- [Direction]: Quote all of the data below exactly, please.
-- start of Extracted data --
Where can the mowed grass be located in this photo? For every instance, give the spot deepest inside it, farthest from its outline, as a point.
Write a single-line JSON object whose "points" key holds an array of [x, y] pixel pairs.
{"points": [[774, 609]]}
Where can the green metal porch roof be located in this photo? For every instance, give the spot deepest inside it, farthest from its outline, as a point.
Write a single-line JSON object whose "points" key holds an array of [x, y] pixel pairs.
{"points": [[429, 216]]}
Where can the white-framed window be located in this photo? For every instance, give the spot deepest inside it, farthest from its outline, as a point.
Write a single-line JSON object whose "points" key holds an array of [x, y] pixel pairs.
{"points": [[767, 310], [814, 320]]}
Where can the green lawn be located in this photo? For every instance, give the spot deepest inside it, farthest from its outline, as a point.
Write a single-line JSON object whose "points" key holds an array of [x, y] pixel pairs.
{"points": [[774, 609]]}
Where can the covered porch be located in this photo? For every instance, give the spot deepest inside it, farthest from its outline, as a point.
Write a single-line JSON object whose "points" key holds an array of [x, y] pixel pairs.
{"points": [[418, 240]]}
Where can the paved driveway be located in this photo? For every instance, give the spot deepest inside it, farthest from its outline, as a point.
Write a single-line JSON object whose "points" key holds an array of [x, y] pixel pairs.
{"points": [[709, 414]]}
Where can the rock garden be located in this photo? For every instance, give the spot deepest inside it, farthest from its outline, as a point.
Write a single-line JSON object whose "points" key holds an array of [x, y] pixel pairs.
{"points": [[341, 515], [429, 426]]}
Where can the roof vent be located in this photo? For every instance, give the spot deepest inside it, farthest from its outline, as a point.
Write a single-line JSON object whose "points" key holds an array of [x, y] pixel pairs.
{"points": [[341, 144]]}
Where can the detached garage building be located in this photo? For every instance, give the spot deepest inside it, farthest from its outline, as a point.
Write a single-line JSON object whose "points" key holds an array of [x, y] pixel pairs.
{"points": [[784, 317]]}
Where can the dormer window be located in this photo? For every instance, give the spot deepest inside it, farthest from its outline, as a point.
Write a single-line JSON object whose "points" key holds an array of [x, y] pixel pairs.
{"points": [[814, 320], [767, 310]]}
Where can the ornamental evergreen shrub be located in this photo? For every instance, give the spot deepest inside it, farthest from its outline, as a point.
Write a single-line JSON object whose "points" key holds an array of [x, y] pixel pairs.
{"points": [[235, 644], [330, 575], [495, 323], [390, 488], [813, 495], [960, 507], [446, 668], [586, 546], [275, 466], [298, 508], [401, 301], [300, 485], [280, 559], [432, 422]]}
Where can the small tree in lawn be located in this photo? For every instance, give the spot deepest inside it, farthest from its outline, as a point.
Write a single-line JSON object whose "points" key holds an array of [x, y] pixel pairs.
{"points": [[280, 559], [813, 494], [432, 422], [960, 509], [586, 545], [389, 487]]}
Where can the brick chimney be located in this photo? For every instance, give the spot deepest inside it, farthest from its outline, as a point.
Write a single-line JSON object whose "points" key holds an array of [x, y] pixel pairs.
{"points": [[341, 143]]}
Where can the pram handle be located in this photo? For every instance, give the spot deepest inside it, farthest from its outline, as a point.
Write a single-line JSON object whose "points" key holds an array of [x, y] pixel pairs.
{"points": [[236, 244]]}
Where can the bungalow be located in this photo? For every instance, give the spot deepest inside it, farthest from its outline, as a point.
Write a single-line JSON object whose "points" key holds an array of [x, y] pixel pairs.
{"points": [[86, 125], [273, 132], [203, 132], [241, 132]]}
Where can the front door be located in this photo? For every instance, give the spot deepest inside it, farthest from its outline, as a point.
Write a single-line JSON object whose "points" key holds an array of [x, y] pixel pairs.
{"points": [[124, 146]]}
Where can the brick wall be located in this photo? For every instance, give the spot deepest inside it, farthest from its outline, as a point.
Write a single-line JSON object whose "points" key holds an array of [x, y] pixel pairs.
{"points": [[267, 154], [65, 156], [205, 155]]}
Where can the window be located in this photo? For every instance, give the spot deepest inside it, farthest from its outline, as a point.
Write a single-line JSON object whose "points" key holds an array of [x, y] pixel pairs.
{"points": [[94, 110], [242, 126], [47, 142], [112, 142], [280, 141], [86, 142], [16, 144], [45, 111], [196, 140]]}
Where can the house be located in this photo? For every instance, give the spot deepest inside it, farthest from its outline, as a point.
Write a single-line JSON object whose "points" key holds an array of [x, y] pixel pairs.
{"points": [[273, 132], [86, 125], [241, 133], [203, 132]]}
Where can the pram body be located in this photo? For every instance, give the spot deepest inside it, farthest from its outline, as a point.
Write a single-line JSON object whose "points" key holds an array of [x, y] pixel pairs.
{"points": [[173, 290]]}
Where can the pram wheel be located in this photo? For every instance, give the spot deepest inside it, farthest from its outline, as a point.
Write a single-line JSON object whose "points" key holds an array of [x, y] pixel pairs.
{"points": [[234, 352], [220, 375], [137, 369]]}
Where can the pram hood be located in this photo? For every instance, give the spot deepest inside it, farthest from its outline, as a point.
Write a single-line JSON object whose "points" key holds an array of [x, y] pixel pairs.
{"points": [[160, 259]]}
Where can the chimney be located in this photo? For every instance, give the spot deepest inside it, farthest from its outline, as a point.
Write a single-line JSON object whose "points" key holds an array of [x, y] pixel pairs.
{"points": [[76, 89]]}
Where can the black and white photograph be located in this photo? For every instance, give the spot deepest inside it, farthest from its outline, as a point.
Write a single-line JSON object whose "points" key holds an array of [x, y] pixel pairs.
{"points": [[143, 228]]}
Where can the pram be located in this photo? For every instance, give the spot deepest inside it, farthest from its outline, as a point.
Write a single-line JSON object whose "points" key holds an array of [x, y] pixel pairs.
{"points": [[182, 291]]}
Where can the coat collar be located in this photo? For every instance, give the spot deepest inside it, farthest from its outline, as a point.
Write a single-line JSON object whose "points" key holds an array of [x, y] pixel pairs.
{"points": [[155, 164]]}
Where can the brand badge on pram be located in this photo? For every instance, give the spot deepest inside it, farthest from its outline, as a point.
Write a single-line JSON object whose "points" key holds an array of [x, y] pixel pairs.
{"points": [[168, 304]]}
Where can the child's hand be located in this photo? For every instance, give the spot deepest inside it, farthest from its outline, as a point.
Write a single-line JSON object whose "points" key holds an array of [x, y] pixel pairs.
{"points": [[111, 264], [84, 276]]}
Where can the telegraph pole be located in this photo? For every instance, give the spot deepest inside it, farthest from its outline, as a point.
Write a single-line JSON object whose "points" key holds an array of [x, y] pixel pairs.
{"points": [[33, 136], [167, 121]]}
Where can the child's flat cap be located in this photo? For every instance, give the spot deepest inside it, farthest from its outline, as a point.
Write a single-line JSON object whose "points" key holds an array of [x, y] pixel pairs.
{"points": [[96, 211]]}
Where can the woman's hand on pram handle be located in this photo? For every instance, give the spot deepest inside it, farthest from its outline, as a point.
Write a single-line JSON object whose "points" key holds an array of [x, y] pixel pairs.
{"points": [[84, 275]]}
-- end of Extracted data --
- [Task result]:
Where can the mowed grass be located in this photo? For every instance, give the spot deepest inside it, farthest from its outline, as a point.
Write a single-line JSON object whose "points" key holds an array of [x, y] pixel pairs.
{"points": [[774, 609]]}
Where can the green metal porch roof be located in this photo? For every instance, give the spot deepest inside it, farthest from its outline, as a point.
Write a single-line JSON object whose "points" key holds an array of [x, y] pixel pairs.
{"points": [[429, 216]]}
Where can the white-framed window be located in this photo? For every instance, give the spot deepest inside it, farthest from its outline, as a point.
Write a single-line JSON object whose "points" key holds an array of [x, y] pixel pairs.
{"points": [[767, 310], [814, 320]]}
Where can the green lawn be located in this photo? For every instance, give the spot deepest inside it, farthest from its outline, as a point.
Write a single-line JSON object whose "points" key holds an array of [x, y] pixel pairs.
{"points": [[774, 609]]}
Where can the covered porch be located in this photo? For every instance, give the spot deepest inside it, farthest from its outline, as a point.
Write a single-line JSON object whose "points" key holds an array of [x, y] pixel pairs.
{"points": [[418, 240]]}
Where can the paved driveway be located in this photo? For every instance, give the spot deepest inside it, farthest from its outline, as a point.
Write a single-line JSON object whose "points" key holds an array of [x, y] pixel pairs.
{"points": [[709, 414]]}
Where can the rock garden be located in this photo? For every instance, give the spot deepest inside it, farthest from its outline, as a point.
Write a single-line JSON object whose "points" key holds an array of [x, y] pixel pairs.
{"points": [[341, 515], [429, 426]]}
Where can the roof vent be located in this photo? For every instance, give the spot deepest inside it, farthest from its outline, as a point.
Write a single-line JSON object whose "points" key holds an array of [x, y] pixel pairs.
{"points": [[341, 144]]}
Where can the detached garage building be located in this photo? For every instance, give the spot deepest inside it, farthest from its outline, as a point.
Write a single-line JSON object whose "points" key holds an array of [x, y] pixel pairs.
{"points": [[784, 317]]}
Where can the dormer window be located in this photo? For every instance, give the spot deepest inside it, farthest from its outline, as a point.
Write a single-line JSON object whose "points" key holds an array of [x, y] pixel pairs.
{"points": [[814, 320], [767, 310]]}
Where can the ornamental evergreen shrub be located in this photo? For every instance, give the spot deepest inside it, farthest from its outline, as a point.
Write a single-line JSON object whose "points" key holds an array of [x, y] pixel pairs.
{"points": [[235, 644], [330, 575], [495, 323], [390, 488], [813, 495], [960, 507], [446, 668], [586, 546], [275, 466], [298, 508], [401, 301], [300, 485], [280, 559], [432, 422]]}
Where can the small tree in lawn be located in this photo? For every instance, give the spot deepest inside it, farthest from its outline, as a point.
Write a single-line JSON object whose "points" key holds an array of [x, y] pixel pairs.
{"points": [[280, 559], [813, 494], [432, 422], [960, 509], [586, 545], [389, 487]]}
Where can the brick chimney be located in this photo? For every instance, give the spot deepest inside it, farthest from its outline, as a point.
Write a single-line JSON object whose "points" key holds an array of [x, y] pixel pairs.
{"points": [[341, 143]]}
Where can the pram handle be located in this photo? For every instance, give the spot deepest inside it, farthest from its outline, as a point.
Write a single-line JSON object whose "points" key holds an array of [x, y] pixel pairs.
{"points": [[236, 244]]}
Where can the bungalow be located in this photo? For every instance, give the spot deepest inside it, farthest from its outline, as a point.
Write a single-line JSON object whose "points" key holds an array of [x, y] pixel pairs.
{"points": [[86, 125], [273, 132], [203, 132], [241, 132]]}
Where can the front door be located in this photo? For every instance, give the spot deepest inside it, farthest from its outline, as a point.
Write a single-line JSON object whose "points" key holds an array of [x, y] pixel pairs.
{"points": [[124, 146]]}
Where can the brick wall be located in this photo? For every instance, give the spot deepest inside it, farthest from its outline, as a point.
Write a single-line JSON object whose "points" key holds an array of [x, y] pixel pairs.
{"points": [[267, 154], [65, 156], [205, 155]]}
Where can the window be located in this photo? For every instance, give the spot deepest inside it, farthest from its outline, as a point.
Write a single-line JSON object whose "points" key holds an array of [x, y] pixel pairs.
{"points": [[94, 110], [242, 126], [47, 142], [112, 142], [280, 141], [86, 142], [16, 144], [45, 111], [196, 140]]}
Where can the house be located in this photo? For every instance, give the spot deepest inside it, farthest from its outline, as a point.
Write a single-line JSON object whose "points" key holds an array of [x, y] pixel pairs.
{"points": [[273, 132], [86, 125], [241, 133], [203, 132]]}
Where can the pram body be located in this photo? For every instance, give the spot deepest inside it, farthest from its outline, as a point.
Write a single-line JSON object whose "points" key holds an array of [x, y] pixel pairs.
{"points": [[173, 290]]}
Where can the pram wheel be located in this photo? For every instance, give the spot deepest inside it, farthest from its outline, as a point.
Write a single-line JSON object whose "points" key holds an array of [x, y] pixel pairs.
{"points": [[234, 352], [220, 375], [137, 369]]}
Where can the pram hood be located in this photo? For every instance, give the spot deepest inside it, farthest from its outline, as a point.
Write a single-line JSON object whose "points" key holds an array of [x, y] pixel pairs.
{"points": [[160, 259]]}
Where can the chimney be located in this photo? For every instance, give the spot deepest inside it, farthest from its outline, as a point.
Write a single-line JSON object whose "points" key holds an array of [x, y] pixel pairs.
{"points": [[76, 89]]}
Where can the black and white photograph be located in this photo? For every instance, give the spot deepest inside it, farthest from its outline, as a point.
Write a single-line JSON object whose "points" key holds an array of [x, y] pixel pairs.
{"points": [[143, 228]]}
Where can the pram be located in this photo? For every instance, give the spot deepest inside it, farthest from its outline, as a point.
Write a single-line JSON object whose "points" key holds an array of [x, y] pixel pairs.
{"points": [[182, 291]]}
Where can the coat collar be located in this photo? For every instance, give the spot deepest inside it, farthest from its outline, as a point.
Write a single-line JSON object whose "points" key holds an array of [x, y] pixel pairs.
{"points": [[155, 164]]}
Where can the brand badge on pram be located in this photo? For every instance, give the spot deepest inside it, farthest from its outline, as a point.
Write a single-line JSON object whose "points" key holds an array of [x, y] pixel pairs.
{"points": [[168, 304]]}
Where can the child's hand be located in this photo? For every instance, give the spot deepest inside it, farthest from its outline, as a point.
Write a single-line JSON object whose "points" key holds an array of [x, y] pixel pairs.
{"points": [[111, 264], [84, 276]]}
Where can the telegraph pole be located in this photo? For every instance, give the spot deepest inside it, farthest from its outline, as a point.
Write a single-line JSON object whose "points" key holds an array of [x, y] pixel pairs.
{"points": [[33, 136], [167, 121]]}
Where can the child's flat cap be located in this photo? For every instance, give the spot deepest inside it, farthest from its outline, as a point.
Write a single-line JSON object whose "points" key holds an array of [x, y] pixel pairs.
{"points": [[96, 211]]}
Where can the woman's hand on pram handle be located in this photo? For every instance, give the spot deepest inside it, farthest from its outline, as a point.
Write a single-line JSON object whose "points" key holds an array of [x, y] pixel pairs.
{"points": [[84, 275]]}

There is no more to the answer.